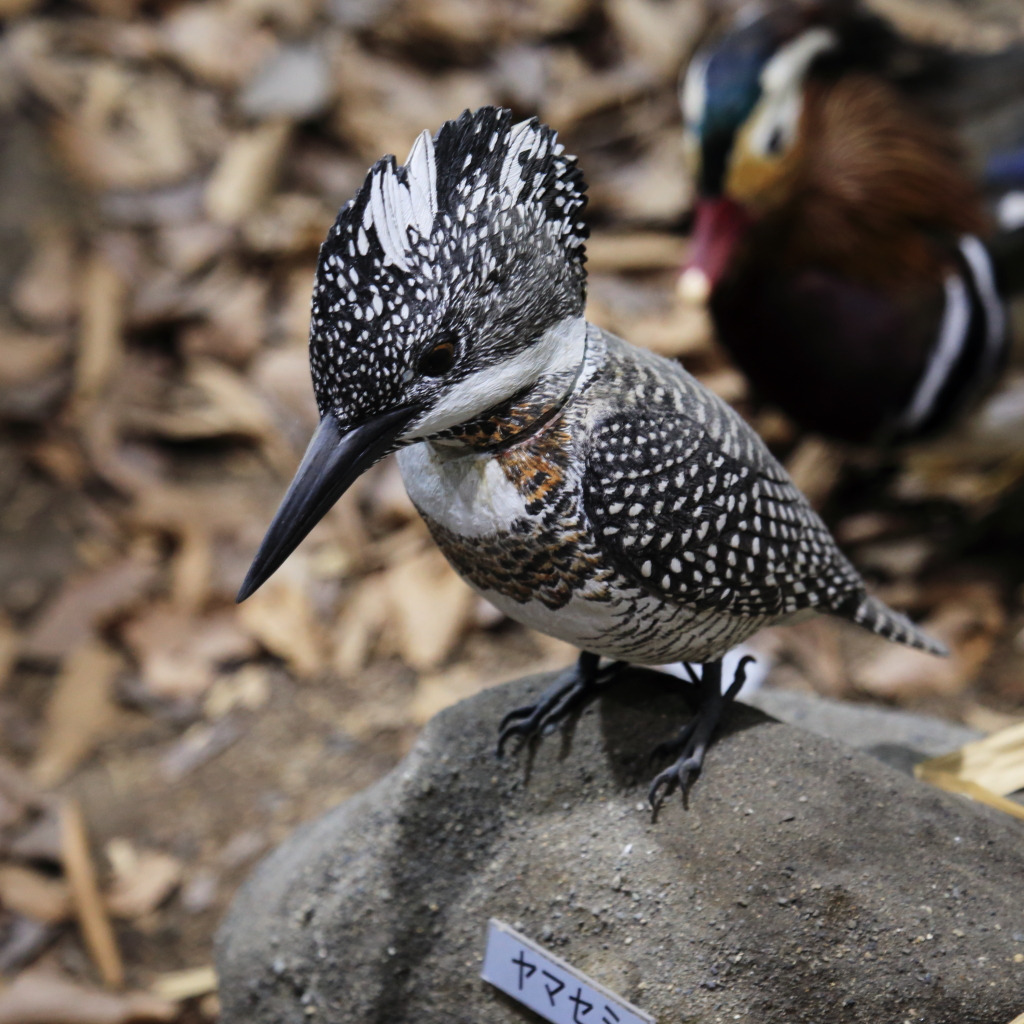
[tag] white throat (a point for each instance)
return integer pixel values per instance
(560, 349)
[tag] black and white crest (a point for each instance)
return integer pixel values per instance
(477, 239)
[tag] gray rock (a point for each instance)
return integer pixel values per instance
(806, 881)
(864, 726)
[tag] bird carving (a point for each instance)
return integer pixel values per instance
(839, 229)
(590, 489)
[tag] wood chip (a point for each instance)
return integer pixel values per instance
(92, 920)
(181, 654)
(659, 36)
(45, 293)
(27, 358)
(142, 880)
(247, 172)
(953, 783)
(34, 895)
(179, 985)
(133, 129)
(360, 624)
(814, 467)
(437, 690)
(100, 342)
(218, 42)
(201, 743)
(10, 643)
(80, 713)
(950, 25)
(86, 602)
(432, 607)
(41, 996)
(613, 253)
(995, 762)
(282, 617)
(249, 688)
(385, 103)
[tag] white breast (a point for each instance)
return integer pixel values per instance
(467, 494)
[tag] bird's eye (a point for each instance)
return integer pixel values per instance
(438, 360)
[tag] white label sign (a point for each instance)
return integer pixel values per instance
(548, 985)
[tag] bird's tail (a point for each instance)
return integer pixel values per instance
(879, 617)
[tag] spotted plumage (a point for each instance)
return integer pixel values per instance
(592, 491)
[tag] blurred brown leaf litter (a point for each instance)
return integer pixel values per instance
(167, 172)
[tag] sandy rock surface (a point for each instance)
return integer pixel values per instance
(806, 882)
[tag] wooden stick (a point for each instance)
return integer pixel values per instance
(92, 920)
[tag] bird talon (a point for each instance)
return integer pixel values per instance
(523, 712)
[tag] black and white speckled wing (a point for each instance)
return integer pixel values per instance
(686, 501)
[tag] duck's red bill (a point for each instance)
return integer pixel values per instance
(718, 227)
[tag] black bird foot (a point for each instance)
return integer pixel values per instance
(694, 737)
(572, 690)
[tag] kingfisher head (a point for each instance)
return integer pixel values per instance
(742, 97)
(446, 286)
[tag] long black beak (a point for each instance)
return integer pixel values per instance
(331, 465)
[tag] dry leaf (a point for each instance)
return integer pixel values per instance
(187, 984)
(437, 690)
(233, 307)
(573, 90)
(659, 36)
(218, 42)
(295, 82)
(100, 343)
(212, 400)
(192, 569)
(142, 879)
(814, 467)
(288, 224)
(45, 293)
(42, 996)
(179, 654)
(87, 602)
(80, 713)
(248, 688)
(15, 8)
(34, 895)
(282, 617)
(81, 875)
(613, 253)
(132, 129)
(10, 642)
(282, 376)
(949, 25)
(26, 358)
(385, 104)
(247, 172)
(655, 187)
(201, 743)
(360, 624)
(187, 248)
(431, 606)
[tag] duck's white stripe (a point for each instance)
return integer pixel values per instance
(952, 335)
(995, 321)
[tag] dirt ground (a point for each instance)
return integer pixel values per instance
(167, 172)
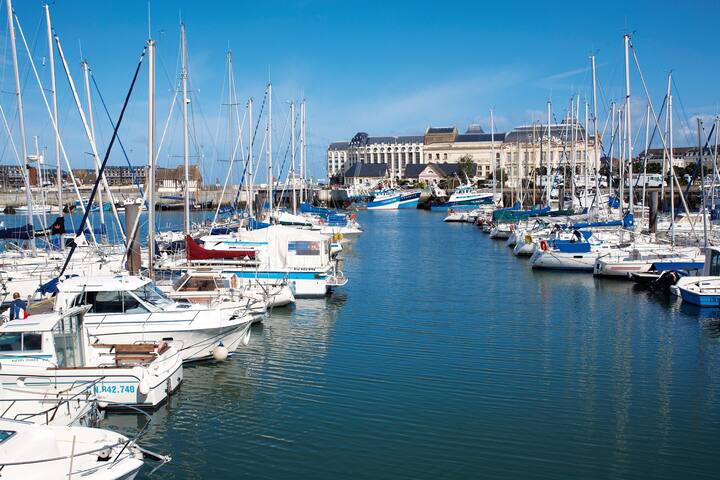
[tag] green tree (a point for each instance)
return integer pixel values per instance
(466, 167)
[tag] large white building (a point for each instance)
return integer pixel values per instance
(521, 153)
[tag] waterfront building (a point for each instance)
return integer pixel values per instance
(445, 144)
(433, 173)
(365, 174)
(682, 156)
(525, 149)
(521, 152)
(395, 152)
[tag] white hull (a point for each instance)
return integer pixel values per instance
(113, 386)
(563, 261)
(523, 249)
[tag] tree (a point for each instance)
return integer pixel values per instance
(500, 177)
(466, 168)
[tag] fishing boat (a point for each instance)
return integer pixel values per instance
(704, 290)
(301, 259)
(644, 258)
(37, 452)
(75, 405)
(128, 308)
(210, 287)
(391, 199)
(53, 351)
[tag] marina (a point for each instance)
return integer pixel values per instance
(197, 281)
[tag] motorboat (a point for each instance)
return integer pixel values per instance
(302, 259)
(648, 257)
(75, 405)
(37, 452)
(129, 308)
(392, 199)
(209, 287)
(53, 351)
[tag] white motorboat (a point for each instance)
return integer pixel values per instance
(76, 405)
(648, 257)
(211, 287)
(302, 259)
(127, 309)
(38, 452)
(52, 351)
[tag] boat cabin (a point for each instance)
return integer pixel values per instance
(112, 294)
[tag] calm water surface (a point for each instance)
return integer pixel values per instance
(447, 357)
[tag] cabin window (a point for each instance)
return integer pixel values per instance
(304, 248)
(32, 342)
(21, 342)
(133, 305)
(714, 263)
(105, 302)
(151, 294)
(11, 342)
(68, 338)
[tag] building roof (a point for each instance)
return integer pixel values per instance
(413, 170)
(562, 131)
(373, 170)
(446, 169)
(677, 152)
(479, 137)
(474, 128)
(339, 146)
(440, 130)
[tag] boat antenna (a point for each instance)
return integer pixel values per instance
(91, 199)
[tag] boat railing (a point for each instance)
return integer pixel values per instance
(130, 442)
(87, 392)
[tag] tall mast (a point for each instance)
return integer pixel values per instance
(302, 151)
(548, 155)
(672, 171)
(186, 139)
(91, 121)
(647, 147)
(596, 159)
(702, 182)
(292, 154)
(665, 161)
(585, 151)
(492, 146)
(269, 149)
(250, 183)
(612, 147)
(628, 123)
(51, 60)
(151, 157)
(21, 123)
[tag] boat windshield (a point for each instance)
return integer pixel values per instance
(151, 294)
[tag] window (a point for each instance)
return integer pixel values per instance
(105, 302)
(151, 294)
(32, 342)
(5, 434)
(304, 248)
(11, 342)
(714, 263)
(68, 337)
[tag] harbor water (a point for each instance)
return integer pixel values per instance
(447, 357)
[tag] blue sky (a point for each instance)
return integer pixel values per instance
(386, 68)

• **WHAT THE TASK ASKS**
Retype all entries exactly as they appear, dropping the images.

• **FINISHED ANSWER**
[tag] white throat (a point for each instance)
return integer pixel values per instance
(560, 349)
[tag] black and white crest (a point for each instance)
return integer pixel values per instance
(477, 239)
[tag] gray rock (a point for each instance)
return integer pixel values per instance
(806, 881)
(864, 726)
[tag] bird carving (a point for each instance)
return integer pixel values per instance
(839, 229)
(590, 489)
[tag] wood chip (a point for each instance)
return integer pixel values per instance
(92, 920)
(181, 654)
(659, 36)
(45, 293)
(27, 358)
(142, 880)
(247, 172)
(953, 783)
(34, 895)
(179, 985)
(133, 129)
(360, 624)
(814, 467)
(437, 690)
(100, 342)
(218, 42)
(201, 743)
(10, 643)
(80, 713)
(950, 25)
(86, 602)
(432, 607)
(41, 996)
(613, 253)
(995, 762)
(282, 617)
(249, 688)
(385, 103)
[tag] white breast (a point for each instance)
return integer pixel values per instance
(467, 494)
[tag] bird's eye (a point for each instance)
return integer pixel values per instance
(438, 360)
[tag] white label sign (a point for each instance)
return integer pixel values per instance
(548, 985)
[tag] bird's tail (a point for each instance)
return integer pixel values per instance
(879, 617)
[tag] spotted plumage (a point for each instance)
return integer pixel values per instance
(592, 491)
[tag] blurred brown leaf litter (a point for each instance)
return integer pixel values per instance
(167, 172)
[tag] sandy rock surface (a point for each instance)
return integer pixel values per instance
(806, 882)
[tag] wooden stick (a point for each instance)
return integer pixel values per instance
(92, 920)
[tag] bird talon (a point for each instance)
return integer pixel values per instance
(523, 712)
[tag] black and white speckled wing (a point for each instance)
return integer pixel values per instance
(686, 501)
[tag] duck's red bill (a point for each instance)
return integer pixel values per instance
(718, 227)
[tag] black bird foot (a point for each instance)
return integer pixel values per instance
(694, 737)
(572, 690)
[tag] kingfisher head (a point for each instance)
return integer pixel values per instance
(742, 97)
(446, 286)
[tag] long black beak (a point for each instance)
return integer pixel values per instance
(331, 465)
[tag] dry leaf (a point for each instance)
return integer pixel values per instance
(187, 984)
(437, 690)
(233, 307)
(573, 90)
(659, 36)
(218, 42)
(295, 82)
(100, 343)
(212, 400)
(192, 569)
(142, 879)
(814, 467)
(288, 224)
(45, 293)
(42, 996)
(179, 654)
(87, 602)
(80, 713)
(248, 688)
(15, 8)
(34, 895)
(282, 617)
(81, 875)
(613, 253)
(132, 129)
(10, 642)
(282, 376)
(949, 25)
(26, 358)
(385, 104)
(247, 172)
(655, 187)
(201, 743)
(360, 624)
(187, 248)
(431, 606)
[tag] duck's white stripe (a point for each instance)
return integer pixel values per instance
(952, 335)
(995, 321)
[tag] dirt ground (a point for each instance)
return integer pixel values per instance
(167, 172)
[tag] green tree (a point for each instance)
return integer pixel values per instance
(466, 167)
[tag] large white building (a point for each instance)
return integer pixel values per instance
(521, 153)
[tag] waterfront building (a point for each instance)
return integer pixel values per instance
(445, 144)
(433, 173)
(365, 174)
(682, 156)
(525, 149)
(521, 152)
(395, 152)
[tag] white hull (a point for each instance)
return integer pixel values per instance
(113, 386)
(563, 261)
(523, 249)
[tag] tree (a point for each instance)
return integer pixel values per instance
(500, 177)
(466, 168)
[tag] fishing boat (a point for each instance)
return integer pixel values per instance
(704, 290)
(301, 259)
(644, 258)
(37, 452)
(75, 405)
(128, 308)
(210, 287)
(391, 199)
(53, 351)
[tag] marina (a point for each instance)
return integer pixel values per instance
(197, 281)
[tag] motorboat (a point for each instance)
return integer pixel values per instance
(302, 259)
(648, 257)
(75, 405)
(37, 452)
(129, 308)
(392, 199)
(209, 287)
(53, 351)
[tag] white motorboat (a point for each instance)
return integer pixel values per instance
(76, 405)
(648, 257)
(211, 287)
(302, 259)
(127, 309)
(38, 452)
(52, 351)
[tag] boat cabin (a point for each instance)
return integer pixel values per instance
(112, 294)
[tag] calm water surface (a point for each instance)
return integer pixel values per instance
(447, 357)
[tag] cabin window (a point for each instance)
return integer pixel values per instance
(304, 248)
(32, 342)
(21, 342)
(133, 305)
(714, 263)
(105, 302)
(151, 294)
(11, 342)
(68, 338)
[tag] building roof (a point for each instance)
return integer pixel values per instance
(413, 170)
(562, 131)
(373, 170)
(446, 169)
(677, 152)
(479, 137)
(474, 128)
(339, 146)
(440, 130)
[tag] boat antenna (a point for each instance)
return integer pixel values per instance
(91, 199)
[tag] boat railing (a point for each instance)
return integer pixel values per instance
(130, 442)
(87, 392)
[tag] tall mast (a point for each instance)
return integer pixel values per instance
(302, 151)
(548, 155)
(672, 171)
(186, 139)
(91, 121)
(647, 147)
(596, 159)
(702, 182)
(292, 154)
(665, 161)
(585, 151)
(492, 146)
(269, 149)
(250, 183)
(612, 147)
(628, 123)
(51, 60)
(151, 157)
(21, 123)
[tag] boat windshield (a point for each instance)
return integer pixel values per instance
(151, 294)
[tag] window (a point for each instance)
return integer pixel values per instance
(105, 302)
(151, 294)
(32, 342)
(5, 434)
(304, 248)
(11, 342)
(714, 263)
(68, 337)
[tag] harbor water (a point for each instance)
return integer pixel values per instance
(447, 357)
[tag] blue sky (a point for each instance)
return integer pixel values per instance
(386, 68)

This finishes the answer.